> [Dataset]

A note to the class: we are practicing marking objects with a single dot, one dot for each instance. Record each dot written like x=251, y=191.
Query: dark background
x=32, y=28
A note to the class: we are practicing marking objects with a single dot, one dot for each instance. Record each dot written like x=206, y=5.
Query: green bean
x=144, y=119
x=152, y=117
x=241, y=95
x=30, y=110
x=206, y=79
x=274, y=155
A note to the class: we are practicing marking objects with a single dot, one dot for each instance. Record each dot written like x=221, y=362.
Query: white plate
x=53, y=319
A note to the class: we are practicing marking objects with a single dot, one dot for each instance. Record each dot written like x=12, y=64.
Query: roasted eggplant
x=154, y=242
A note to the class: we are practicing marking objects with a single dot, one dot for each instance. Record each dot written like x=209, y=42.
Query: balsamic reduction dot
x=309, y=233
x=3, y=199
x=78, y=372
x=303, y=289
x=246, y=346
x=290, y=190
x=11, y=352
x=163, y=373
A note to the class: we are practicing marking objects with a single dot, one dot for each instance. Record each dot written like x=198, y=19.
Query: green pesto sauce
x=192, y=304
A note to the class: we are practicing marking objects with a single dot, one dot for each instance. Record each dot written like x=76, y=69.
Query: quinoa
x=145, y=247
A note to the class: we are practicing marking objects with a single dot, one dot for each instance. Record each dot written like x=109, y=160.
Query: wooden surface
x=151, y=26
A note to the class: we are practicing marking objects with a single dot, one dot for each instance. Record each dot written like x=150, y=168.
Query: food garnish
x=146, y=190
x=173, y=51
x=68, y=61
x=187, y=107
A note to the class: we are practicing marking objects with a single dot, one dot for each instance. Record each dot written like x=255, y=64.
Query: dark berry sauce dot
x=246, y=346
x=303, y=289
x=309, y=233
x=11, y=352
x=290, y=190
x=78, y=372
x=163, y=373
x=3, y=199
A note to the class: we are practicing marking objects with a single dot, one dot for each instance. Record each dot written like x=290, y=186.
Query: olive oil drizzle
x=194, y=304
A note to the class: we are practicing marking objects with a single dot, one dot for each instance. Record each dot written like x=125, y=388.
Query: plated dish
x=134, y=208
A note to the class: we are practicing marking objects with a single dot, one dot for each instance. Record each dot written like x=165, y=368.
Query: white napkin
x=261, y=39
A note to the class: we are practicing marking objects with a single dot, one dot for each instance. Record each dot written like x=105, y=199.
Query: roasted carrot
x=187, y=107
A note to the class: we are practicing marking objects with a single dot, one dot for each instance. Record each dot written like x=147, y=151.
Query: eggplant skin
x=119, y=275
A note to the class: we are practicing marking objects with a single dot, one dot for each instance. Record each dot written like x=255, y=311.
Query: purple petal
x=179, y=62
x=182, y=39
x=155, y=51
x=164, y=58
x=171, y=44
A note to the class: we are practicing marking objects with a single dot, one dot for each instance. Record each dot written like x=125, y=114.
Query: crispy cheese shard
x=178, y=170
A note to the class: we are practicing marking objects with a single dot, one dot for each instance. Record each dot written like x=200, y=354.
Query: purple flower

> [What you should do] Rewrite all of the material above, replacing "Query" with "Label" everywhere and leaving everything else unchanged.

> [Correct output]
A note to the class: we are practicing marking objects with a single dot, one dot for each instance. Record each dot written like x=251, y=191.
Label: dark background
x=32, y=28
A note to the class: we are practicing marking objects with a single dot, one dot for each instance. Record each dot written like x=206, y=5.
Label: green bean
x=144, y=119
x=152, y=117
x=241, y=95
x=30, y=110
x=206, y=79
x=274, y=155
A note to the class: we are practicing marking objects with a single dot, one dot for each instance. Record each dot written like x=221, y=362.
Label: white plate
x=53, y=319
A note to the class: we are practicing marking objects with a single dot, one dot for each instance. Record each dot written like x=12, y=64.
Label: roasted eggplant
x=154, y=242
A note to the class: we are practicing marking objects with a single dot, one dot for each instance. Record each dot written like x=209, y=42.
Label: balsamic reduction dot
x=309, y=233
x=3, y=199
x=78, y=372
x=303, y=289
x=246, y=346
x=290, y=190
x=11, y=352
x=163, y=373
A note to the class: we are practicing marking objects with a single dot, one dot for each instance. Record each dot written like x=198, y=19.
Label: green pesto sauce
x=192, y=304
A note to the class: we are practicing marking objects with a single dot, one dot for each instance. Record each dot written like x=76, y=69.
Label: quinoa
x=145, y=247
A note to the class: we are practicing marking objects with a single dot, one dot for each instance. Record each dot written like x=109, y=160.
Label: wooden surface
x=151, y=26
A note to the class: we are practicing marking objects with a single dot, one dot for each instance. Record each dot written like x=150, y=168.
Label: food garnish
x=146, y=190
x=173, y=51
x=68, y=61
x=187, y=107
A note to the class: we are practicing marking objects with a single dot, one dot for each instance. Record each dot written like x=255, y=64.
Label: dark berry sauce dot
x=246, y=346
x=303, y=289
x=309, y=233
x=11, y=352
x=290, y=190
x=78, y=372
x=163, y=373
x=3, y=199
A note to the class: we are practicing marking objects with a single dot, one dot for each instance. Record each dot written like x=290, y=186.
Label: olive oil drizzle
x=194, y=304
A note to the class: we are practicing marking objects with a single dot, one dot for each instance. Record each dot written like x=125, y=388.
Label: plated dish
x=134, y=208
A note to the class: we are practicing marking objects with a single dot, one dot for each instance. Record each dot written like x=165, y=368.
Label: white napkin
x=261, y=39
A note to the class: we are practicing marking objects with a single dot, one dot for each instance. Record each dot written like x=105, y=199.
Label: roasted carrot
x=187, y=107
A note to the class: we are practicing marking objects with a single dot, one dot for each instance. Record each dot written like x=147, y=151.
Label: eggplant skin
x=119, y=275
A note to the class: we are practicing marking objects with a single dot, one dot for each instance. Record each dot written like x=255, y=311.
Label: purple petal
x=179, y=62
x=182, y=39
x=155, y=51
x=164, y=58
x=171, y=44
A note to the class: we are practicing marking objects with a single dot, one dot for each instance. Record each dot written like x=125, y=114.
Label: crispy cheese shard
x=178, y=170
A note to the class: we are practicing marking objects with a single dot, one dot for each instance. Record each dot written like x=200, y=354.
Label: purple flower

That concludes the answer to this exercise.